Study material -

━━━

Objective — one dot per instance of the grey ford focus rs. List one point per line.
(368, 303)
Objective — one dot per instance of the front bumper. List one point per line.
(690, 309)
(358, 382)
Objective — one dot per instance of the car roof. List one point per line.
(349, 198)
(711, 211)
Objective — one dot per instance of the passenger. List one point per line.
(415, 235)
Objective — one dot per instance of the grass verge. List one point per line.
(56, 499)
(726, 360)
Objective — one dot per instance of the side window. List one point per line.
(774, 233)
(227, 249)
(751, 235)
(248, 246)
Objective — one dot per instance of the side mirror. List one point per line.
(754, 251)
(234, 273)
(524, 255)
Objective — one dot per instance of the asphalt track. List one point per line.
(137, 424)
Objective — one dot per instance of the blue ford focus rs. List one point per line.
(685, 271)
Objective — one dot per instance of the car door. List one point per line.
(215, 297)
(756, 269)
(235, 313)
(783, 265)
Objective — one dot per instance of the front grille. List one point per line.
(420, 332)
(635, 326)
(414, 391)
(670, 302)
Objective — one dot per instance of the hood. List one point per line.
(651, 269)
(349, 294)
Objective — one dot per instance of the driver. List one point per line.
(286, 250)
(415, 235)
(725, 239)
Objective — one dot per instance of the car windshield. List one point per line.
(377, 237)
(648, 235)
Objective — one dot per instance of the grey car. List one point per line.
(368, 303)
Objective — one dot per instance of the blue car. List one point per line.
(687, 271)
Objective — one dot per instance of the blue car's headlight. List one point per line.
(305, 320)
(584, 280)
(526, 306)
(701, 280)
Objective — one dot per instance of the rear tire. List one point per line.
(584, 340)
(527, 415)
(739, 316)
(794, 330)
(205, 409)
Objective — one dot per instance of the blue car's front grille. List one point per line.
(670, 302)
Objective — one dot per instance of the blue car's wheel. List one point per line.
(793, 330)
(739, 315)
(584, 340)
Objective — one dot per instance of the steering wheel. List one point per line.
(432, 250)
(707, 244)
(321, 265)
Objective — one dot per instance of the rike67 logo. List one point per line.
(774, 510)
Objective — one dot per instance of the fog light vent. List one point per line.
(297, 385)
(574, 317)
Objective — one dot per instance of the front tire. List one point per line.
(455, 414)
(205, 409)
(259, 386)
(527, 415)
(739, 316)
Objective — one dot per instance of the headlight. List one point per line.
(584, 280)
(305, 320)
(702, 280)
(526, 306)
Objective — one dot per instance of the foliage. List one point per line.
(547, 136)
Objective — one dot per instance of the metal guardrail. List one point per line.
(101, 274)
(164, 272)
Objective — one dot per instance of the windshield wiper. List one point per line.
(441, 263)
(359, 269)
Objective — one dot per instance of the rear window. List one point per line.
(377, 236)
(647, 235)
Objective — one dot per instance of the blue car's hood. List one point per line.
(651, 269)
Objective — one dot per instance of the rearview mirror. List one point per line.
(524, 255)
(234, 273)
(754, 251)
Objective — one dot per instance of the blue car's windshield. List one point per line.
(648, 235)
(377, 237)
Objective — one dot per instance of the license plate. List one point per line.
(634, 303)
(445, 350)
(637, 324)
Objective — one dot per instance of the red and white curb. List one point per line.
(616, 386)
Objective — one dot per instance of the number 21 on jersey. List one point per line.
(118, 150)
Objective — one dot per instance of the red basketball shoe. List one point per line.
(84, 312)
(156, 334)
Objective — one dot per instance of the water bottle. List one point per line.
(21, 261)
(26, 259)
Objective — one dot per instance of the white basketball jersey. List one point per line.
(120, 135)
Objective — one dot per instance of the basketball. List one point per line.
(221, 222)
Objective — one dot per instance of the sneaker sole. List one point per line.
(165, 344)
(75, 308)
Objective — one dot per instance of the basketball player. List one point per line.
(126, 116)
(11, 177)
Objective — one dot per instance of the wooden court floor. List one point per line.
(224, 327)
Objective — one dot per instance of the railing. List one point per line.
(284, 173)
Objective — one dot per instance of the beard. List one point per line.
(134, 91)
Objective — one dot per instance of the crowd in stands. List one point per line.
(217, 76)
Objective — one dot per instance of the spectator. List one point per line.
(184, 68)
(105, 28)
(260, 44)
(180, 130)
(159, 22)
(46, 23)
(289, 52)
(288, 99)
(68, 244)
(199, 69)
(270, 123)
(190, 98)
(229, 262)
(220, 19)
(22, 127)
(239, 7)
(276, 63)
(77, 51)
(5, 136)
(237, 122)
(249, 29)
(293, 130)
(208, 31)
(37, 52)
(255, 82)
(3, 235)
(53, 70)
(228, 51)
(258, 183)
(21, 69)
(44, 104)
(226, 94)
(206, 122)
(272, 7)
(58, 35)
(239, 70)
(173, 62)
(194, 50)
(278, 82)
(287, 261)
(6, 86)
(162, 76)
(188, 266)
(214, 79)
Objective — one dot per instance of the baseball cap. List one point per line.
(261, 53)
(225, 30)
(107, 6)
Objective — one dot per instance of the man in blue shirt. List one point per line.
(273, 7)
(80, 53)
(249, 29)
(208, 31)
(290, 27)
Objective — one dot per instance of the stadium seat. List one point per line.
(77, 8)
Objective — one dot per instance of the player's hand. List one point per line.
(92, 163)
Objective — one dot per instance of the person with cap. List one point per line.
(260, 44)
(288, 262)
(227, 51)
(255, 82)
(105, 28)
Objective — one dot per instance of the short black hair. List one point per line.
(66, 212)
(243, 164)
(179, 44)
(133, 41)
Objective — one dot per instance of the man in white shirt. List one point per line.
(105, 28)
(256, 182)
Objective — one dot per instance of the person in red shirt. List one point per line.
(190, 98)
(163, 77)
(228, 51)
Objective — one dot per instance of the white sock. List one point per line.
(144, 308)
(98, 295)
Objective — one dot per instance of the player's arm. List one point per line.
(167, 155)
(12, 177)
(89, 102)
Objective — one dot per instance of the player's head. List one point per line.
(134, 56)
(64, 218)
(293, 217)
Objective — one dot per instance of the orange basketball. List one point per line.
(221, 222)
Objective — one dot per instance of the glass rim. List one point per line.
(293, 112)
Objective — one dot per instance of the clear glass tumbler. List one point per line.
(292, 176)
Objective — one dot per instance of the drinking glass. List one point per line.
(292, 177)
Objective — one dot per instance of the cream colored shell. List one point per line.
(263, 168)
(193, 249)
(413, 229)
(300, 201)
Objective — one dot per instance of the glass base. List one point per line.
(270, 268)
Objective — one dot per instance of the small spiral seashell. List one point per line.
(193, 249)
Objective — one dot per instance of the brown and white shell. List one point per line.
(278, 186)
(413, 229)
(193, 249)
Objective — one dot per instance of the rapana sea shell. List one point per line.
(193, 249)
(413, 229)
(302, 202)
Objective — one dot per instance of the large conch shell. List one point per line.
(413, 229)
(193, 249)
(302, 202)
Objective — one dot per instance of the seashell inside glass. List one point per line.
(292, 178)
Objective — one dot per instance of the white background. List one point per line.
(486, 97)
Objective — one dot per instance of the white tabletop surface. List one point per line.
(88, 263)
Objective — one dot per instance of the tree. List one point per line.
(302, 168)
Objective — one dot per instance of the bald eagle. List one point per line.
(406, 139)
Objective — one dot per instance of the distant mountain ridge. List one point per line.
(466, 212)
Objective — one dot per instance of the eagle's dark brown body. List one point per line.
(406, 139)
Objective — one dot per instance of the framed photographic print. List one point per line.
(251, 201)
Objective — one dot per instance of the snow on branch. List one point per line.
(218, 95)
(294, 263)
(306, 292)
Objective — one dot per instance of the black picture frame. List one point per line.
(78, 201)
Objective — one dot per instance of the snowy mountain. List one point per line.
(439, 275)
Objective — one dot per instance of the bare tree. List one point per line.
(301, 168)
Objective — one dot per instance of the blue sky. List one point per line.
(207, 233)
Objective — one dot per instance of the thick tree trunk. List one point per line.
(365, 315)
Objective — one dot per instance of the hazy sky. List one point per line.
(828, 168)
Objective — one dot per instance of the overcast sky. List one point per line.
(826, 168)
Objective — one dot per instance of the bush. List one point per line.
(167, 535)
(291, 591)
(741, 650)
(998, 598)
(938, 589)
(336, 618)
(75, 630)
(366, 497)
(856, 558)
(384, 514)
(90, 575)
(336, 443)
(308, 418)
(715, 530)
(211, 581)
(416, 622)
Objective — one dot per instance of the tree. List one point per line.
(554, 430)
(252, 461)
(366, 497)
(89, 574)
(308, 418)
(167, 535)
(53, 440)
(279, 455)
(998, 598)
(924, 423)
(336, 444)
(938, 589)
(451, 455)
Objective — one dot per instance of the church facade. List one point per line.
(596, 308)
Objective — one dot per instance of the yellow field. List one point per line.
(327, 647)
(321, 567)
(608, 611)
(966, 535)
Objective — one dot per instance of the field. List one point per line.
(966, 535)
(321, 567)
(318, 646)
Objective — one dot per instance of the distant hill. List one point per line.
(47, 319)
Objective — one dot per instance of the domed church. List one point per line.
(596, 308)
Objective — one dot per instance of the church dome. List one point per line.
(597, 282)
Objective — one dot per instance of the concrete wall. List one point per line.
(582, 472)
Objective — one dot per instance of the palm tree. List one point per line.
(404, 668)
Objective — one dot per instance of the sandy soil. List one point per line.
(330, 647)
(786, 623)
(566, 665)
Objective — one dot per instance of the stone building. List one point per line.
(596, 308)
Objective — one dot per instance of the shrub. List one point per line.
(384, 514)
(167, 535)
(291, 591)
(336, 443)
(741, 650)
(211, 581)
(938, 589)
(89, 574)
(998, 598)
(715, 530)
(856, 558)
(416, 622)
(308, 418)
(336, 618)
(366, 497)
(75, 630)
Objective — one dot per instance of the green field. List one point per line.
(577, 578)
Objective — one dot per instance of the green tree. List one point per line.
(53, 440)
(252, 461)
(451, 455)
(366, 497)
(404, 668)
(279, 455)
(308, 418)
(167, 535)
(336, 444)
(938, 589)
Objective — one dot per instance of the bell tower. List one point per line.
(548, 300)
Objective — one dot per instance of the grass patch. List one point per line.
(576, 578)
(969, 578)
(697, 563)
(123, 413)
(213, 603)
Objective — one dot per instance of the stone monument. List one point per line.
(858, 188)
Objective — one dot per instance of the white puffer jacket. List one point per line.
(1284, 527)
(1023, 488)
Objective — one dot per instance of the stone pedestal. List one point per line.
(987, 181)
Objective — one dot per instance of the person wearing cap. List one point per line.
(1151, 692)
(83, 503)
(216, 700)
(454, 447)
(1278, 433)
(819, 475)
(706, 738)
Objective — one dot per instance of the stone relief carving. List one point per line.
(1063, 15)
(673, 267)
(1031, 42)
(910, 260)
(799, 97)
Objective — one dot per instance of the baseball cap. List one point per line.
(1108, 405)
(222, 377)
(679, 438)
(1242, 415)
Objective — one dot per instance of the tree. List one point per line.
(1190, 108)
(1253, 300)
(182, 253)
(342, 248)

━━━

What is required - Reproduce, exactly and with nothing added, the lines from the one that includes "Objective — one dot per instance of the distant hill." through the last line of the material.

Answer section -
Objective — one dot per instance of the distant hill. List one point per line.
(47, 319)
Objective — one dot per instance of the domed church. List one point per line.
(596, 308)
Objective — one dot per instance of the church dome. List one point per line.
(597, 282)
Objective — one dot per instance of the concrete wall. List one point per line.
(582, 472)
Objective — one dot per instance of the palm tree. List one point per line.
(404, 668)
Objective — one dot per instance of the sandy soil. List one point per line.
(330, 647)
(786, 623)
(566, 665)
Objective — one dot per instance of the stone building. List one point per line.
(596, 308)
Objective — one dot per instance of the shrub. List one point per line.
(384, 514)
(167, 535)
(291, 591)
(336, 443)
(741, 650)
(211, 581)
(938, 589)
(89, 574)
(998, 598)
(715, 530)
(856, 558)
(416, 622)
(308, 418)
(336, 618)
(366, 497)
(75, 630)
Objective — one dot per instance of the green field. List one point per line.
(577, 578)
Objective — one dot per instance of the green tree. List one point per line.
(53, 440)
(252, 461)
(451, 455)
(366, 497)
(404, 668)
(279, 455)
(308, 418)
(167, 535)
(336, 444)
(938, 589)
Objective — one dot per instance of the bell tower. List one point per line.
(548, 300)
Objective — one dot per instance of the grass patch. List one point per line.
(576, 578)
(969, 578)
(697, 563)
(123, 413)
(213, 603)
Objective — one dot per instance of the stone monument. List one point per line.
(858, 188)
Objective — one dot per instance of the white puffer jacket. List one point per line.
(1284, 527)
(1023, 488)
Objective — one dot per instance of the stone pedestal. List one point per line.
(987, 181)
Objective — one dot per instance of the person wearing cap. List one point per line.
(1151, 692)
(83, 503)
(216, 700)
(454, 447)
(1278, 433)
(819, 475)
(706, 738)
Objective — one dot per instance of the stone relief carving. List one point per line.
(1063, 15)
(673, 267)
(1031, 42)
(910, 260)
(799, 97)
Objective — one dot per instance of the baseball cap. List one point per line.
(1108, 405)
(222, 377)
(679, 438)
(1242, 415)
Objective — one dot per instance of the tree. List one point per line.
(1190, 108)
(1253, 300)
(182, 253)
(342, 248)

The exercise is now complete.